- Problem to solve: Copy the data from the start through the line containing "[0,0,500,47]", swapping every "detection model" for "grounding model" and leaving everything else unchanged. Omit the pictures.
___
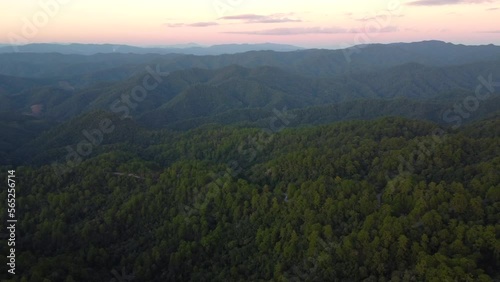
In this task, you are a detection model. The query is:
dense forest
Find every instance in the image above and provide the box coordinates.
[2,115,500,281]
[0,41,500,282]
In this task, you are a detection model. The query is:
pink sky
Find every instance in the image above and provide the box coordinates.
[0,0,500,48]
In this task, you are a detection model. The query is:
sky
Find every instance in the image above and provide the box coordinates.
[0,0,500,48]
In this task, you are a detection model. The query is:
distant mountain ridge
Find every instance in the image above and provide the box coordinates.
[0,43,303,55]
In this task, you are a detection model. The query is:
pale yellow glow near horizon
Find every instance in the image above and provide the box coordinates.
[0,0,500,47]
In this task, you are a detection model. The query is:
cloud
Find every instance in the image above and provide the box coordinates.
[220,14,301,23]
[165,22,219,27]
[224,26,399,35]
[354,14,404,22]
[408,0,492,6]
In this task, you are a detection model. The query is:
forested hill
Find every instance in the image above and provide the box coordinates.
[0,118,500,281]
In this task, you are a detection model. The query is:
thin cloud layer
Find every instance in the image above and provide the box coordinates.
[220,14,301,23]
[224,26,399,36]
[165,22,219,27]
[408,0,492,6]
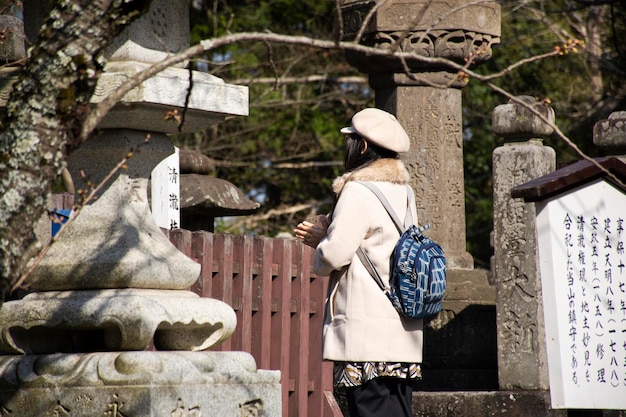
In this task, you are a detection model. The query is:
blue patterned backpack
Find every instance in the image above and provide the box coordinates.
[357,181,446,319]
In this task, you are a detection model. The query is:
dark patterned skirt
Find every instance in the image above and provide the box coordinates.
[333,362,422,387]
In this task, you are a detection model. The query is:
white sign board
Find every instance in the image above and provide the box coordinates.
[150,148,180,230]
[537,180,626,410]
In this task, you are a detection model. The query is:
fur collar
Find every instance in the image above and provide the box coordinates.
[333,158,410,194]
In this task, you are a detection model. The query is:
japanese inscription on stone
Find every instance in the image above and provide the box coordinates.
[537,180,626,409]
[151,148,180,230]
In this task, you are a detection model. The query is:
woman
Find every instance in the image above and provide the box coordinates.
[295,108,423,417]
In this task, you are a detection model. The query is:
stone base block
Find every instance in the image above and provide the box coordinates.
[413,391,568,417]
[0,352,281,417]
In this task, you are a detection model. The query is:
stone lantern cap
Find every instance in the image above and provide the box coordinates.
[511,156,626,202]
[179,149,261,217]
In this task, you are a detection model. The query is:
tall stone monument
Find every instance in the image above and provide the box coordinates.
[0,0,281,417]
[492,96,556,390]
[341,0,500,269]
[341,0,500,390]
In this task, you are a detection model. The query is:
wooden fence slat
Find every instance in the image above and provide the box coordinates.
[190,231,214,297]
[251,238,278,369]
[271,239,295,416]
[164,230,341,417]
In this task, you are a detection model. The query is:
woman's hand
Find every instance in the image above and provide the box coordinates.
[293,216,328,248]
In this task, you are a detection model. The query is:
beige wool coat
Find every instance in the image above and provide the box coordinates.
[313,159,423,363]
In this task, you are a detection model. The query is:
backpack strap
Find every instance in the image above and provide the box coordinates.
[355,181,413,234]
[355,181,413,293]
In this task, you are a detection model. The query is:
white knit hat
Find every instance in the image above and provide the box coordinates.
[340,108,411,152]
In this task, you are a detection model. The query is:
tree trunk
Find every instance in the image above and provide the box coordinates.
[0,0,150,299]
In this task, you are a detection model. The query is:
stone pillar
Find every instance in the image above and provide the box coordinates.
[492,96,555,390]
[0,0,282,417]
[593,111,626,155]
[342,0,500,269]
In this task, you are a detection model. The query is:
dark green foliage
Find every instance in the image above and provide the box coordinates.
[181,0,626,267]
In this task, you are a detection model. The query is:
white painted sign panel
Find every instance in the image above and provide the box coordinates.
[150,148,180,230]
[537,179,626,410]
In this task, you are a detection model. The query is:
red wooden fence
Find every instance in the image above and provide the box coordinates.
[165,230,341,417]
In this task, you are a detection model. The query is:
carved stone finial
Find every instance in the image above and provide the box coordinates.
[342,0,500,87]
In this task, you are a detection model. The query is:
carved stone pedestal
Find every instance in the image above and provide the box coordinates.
___
- Solution to the problem:
In this task, you are a grounding model. The query is:
dense forest
Find every instance in the image above and provide the box coordinates.
[2,115,500,281]
[0,41,500,282]
In this task, you are a grounding model. The query is:
pink sky
Find every instance in the image above and provide the box coordinates.
[0,0,500,48]
In this task, you are a grounding model. The query is:
sky
Find every instance in the image above and provide the box coordinates.
[0,0,500,48]
In this task, you are a grounding model. The query is:
distant mountain ridge
Find every instance in the image above and provide the box coordinates.
[0,43,303,55]
In this task, you are a grounding model. The query is:
pale yellow glow near horizon
Find every instance in the image above and provide the box coordinates.
[0,0,500,47]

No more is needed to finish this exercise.